• [Prompt 1]: Revise the Boss Gloves text from "Design Adds Meaning: Building" up to and including "function over lifestyle.", replacing "leather strap" with "canvas strap".
• [Prompt 2]: According to the Boss Gloves text, in which town was Boss Gloves founded?

• [Text extract]:
----

Design Adds Meaning: Building Great Things for Boss Gloves
In late 2013, Atomicdust was asked to breathe new life into an old brand. Boss Gloves was founded in 1890s Kewanee, Illinois, when a farmer, frustrated by the challenges of husking corn, combined a leather strap and a metal hook to create the Perkins Boss Husker. Boss built its reputation responding to the needs of local farmers, and 124 years later, people around the globe trust the company to provide gloves, boots and safety gear for the agriculture, automotive, energy, lumber and construction industries.
Boss has a great story, but workwear is an industry with a frustrating amount of parity. Work gloves are everywhere, and they’re interchangeable. Stop by Lowe’s or Home Depot, and you’ll see that glove displays, tags and marketing materials are almost universally black and yellow, with a focus on function over lifestyle.
Because the category has one look, consumers make their product selections based on price alone. A company like Boss can only win by undercutting the competition.
This is where design becomes crucial.
When one brand in a highly competitive category starts a visual trend, the rest tend to follow. On occasion, a brave company will take a risk and break out of the category’s expectations.

----

• [Dataset entries]:
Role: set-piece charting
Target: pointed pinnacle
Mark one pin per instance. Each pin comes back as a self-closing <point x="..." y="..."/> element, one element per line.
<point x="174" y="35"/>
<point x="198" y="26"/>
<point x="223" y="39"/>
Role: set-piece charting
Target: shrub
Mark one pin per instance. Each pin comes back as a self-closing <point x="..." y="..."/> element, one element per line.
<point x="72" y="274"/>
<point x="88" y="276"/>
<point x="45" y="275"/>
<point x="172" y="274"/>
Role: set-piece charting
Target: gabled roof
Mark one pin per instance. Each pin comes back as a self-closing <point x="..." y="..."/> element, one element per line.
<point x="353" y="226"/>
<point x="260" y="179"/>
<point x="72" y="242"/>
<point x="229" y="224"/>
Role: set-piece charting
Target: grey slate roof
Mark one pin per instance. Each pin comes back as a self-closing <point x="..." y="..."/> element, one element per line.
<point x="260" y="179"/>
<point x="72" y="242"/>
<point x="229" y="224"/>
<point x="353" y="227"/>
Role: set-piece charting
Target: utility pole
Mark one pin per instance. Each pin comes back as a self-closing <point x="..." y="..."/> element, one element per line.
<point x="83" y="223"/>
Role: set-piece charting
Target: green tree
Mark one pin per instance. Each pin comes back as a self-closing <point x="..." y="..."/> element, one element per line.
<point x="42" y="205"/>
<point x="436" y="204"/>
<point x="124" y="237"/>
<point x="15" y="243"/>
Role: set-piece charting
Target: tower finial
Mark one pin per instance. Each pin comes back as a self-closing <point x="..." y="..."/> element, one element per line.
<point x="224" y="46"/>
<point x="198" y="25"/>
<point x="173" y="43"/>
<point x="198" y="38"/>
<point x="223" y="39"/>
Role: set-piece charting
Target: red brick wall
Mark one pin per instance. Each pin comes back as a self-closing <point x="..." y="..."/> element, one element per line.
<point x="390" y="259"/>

----

• [Written solution 1]:
Design Adds Meaning: Building Great Things for Boss Gloves
In late 2013, Atomicdust was asked to breathe new life into an old brand. Boss Gloves was founded in 1890s Kewanee, Illinois, when a farmer, frustrated by the challenges of husking corn, combined a canvas strap and a metal hook to create the Perkins Boss Husker. Boss built its reputation responding to the needs of local farmers, and 124 years later, people around the globe trust the company to provide gloves, boots and safety gear for the agriculture, automotive, energy, lumber and construction industries.
Boss has a great story, but workwear is an industry with a frustrating amount of parity. Work gloves are everywhere, and they’re interchangeable. Stop by Lowe’s or Home Depot, and you’ll see that glove displays, tags and marketing materials are almost universally black and yellow, with a focus on function over lifestyle.

• [Written solution 2]: Kewanee, Illinois